She did go to a centre for 'depressed' people and they diagnosed her as 'early onset; of dementia in Jan'13 but discharged her in March'13! We don't know where/who to turn to and the situation is really really bad. She is an insulin dependent diabetic and has beaten cancer twice but 2 days ago after being off cigarettes for 20 years my Dad rang very upset to say that she had bought 20 cigarettes and was puffing away on them! I had a party for Mum in my house 2 wks ago but she is denying there was any birthday cake/candles/party food etc and is also calling my son(her grandson whom I know she adores)a liar when he told her there was a party! We are at our wits end and worried the next violent episode could lead to sdomething far worse. She has held a knife to my Dad and hurls vile abuse at him and us but we know its not her fault. The system here has really failed her and us and we would love advice on what to do. Thanks (Ireland)
I can't convince her that she NEEDS to be in assisted living, even tho I do a lot of the assisting, she believes she could live in an apartment alone.
(if she didn't have a machine that tells her to take her meds, she wouldn't remember.). And she doesn't remember whether she took them or not. I have a way to keep track, until she figures it out. God Bless your parents and give doctors the wisdom to give the help needed. Donna
I think people have told you the things you may have to do, and I sure understand why you wish you would not have to do them. BUT Mom is a danger to herself and others, and her needs will eat your Dad alive if you continue to let it happen. If it takes involving the police, involve the police. Half-measures won't do at this point.
Another poster on this board (also from Ireland, I believe) was living alone with his mum who was quite far gone with dementia. her doctor kept saying that there was nothing he could do...until the son said he was going to walk away. Emergency services came and got her, and she was found to have VERY advanced Alzheimer's and was put into care immediately. Sometimes we have to take drastic action to get others to pay attention to our elders' needs.

[Data pulled from a collection]
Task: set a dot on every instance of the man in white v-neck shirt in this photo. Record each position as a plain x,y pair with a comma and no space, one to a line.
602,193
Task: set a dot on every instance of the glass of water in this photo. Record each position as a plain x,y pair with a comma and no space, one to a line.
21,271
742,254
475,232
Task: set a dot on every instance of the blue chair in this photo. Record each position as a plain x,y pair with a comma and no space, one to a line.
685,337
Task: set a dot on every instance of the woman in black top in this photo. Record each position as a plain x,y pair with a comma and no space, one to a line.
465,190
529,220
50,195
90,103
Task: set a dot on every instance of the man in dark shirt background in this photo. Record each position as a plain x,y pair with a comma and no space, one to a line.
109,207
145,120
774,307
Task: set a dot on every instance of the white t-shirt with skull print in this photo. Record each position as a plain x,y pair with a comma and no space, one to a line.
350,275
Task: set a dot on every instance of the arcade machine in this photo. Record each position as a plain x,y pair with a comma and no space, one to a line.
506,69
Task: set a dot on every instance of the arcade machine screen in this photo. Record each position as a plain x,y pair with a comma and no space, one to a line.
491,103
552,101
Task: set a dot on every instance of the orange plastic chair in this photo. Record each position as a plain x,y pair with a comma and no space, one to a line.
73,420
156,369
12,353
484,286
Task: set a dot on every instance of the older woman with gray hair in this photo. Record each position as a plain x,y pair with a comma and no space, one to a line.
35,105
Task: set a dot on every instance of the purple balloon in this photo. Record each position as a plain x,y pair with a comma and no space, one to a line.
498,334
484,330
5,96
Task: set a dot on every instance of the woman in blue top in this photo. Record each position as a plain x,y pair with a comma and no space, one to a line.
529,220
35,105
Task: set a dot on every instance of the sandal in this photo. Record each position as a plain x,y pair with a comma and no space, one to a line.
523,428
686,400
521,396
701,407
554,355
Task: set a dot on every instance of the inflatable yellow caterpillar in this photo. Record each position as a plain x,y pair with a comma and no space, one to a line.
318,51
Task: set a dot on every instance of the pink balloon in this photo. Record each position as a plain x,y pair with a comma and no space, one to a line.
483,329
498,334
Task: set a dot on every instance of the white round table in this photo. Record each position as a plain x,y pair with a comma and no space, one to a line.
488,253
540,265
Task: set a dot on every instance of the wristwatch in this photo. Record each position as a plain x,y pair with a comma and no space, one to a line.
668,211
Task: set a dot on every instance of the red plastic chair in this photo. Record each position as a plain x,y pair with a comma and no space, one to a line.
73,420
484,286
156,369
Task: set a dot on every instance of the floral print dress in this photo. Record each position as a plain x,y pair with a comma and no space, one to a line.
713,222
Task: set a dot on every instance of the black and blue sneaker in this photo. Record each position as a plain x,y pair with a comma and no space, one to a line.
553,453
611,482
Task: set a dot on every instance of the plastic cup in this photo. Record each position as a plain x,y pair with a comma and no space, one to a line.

Exercise instructions.
Can you echo the entire forum thread about the mother with dementia, word for word? Work only from the forum thread about the mother with dementia, not from the listing.

Response.
She did go to a centre for 'depressed' people and they diagnosed her as 'early onset; of dementia in Jan'13 but discharged her in March'13! We don't know where/who to turn to and the situation is really really bad. She is an insulin dependent diabetic and has beaten cancer twice but 2 days ago after being off cigarettes for 20 years my Dad rang very upset to say that she had bought 20 cigarettes and was puffing away on them! I had a party for Mum in my house 2 wks ago but she is denying there was any birthday cake/candles/party food etc and is also calling my son(her grandson whom I know she adores)a liar when he told her there was a party! We are at our wits end and worried the next violent episode could lead to sdomething far worse. She has held a knife to my Dad and hurls vile abuse at him and us but we know its not her fault. The system here has really failed her and us and we would love advice on what to do. Thanks (Ireland)
I can't convince her that she NEEDS to be in assisted living, even tho I do a lot of the assisting, she believes she could live in an apartment alone.
(if she didn't have a machine that tells her to take her meds, she wouldn't remember.). And she doesn't remember whether she took them or not. I have a way to keep track, until she figures it out. God Bless your parents and give doctors the wisdom to give the help needed. Donna
I think people have told you the things you may have to do, and I sure understand why you wish you would not have to do them. BUT Mom is a danger to herself and others, and her needs will eat your Dad alive if you continue to let it happen. If it takes involving the police, involve the police. Half-measures won't do at this point.
Another poster on this board (also from Ireland, I believe) was living alone with his mum who was quite far gone with dementia. her doctor kept saying that there was nothing he could do...until the son said he was going to walk away. Emergency services came and got her, and she was found to have VERY advanced Alzheimer's and was put into care immediately. Sometimes we have to take drastic action to get others to pay attention to our elders' needs.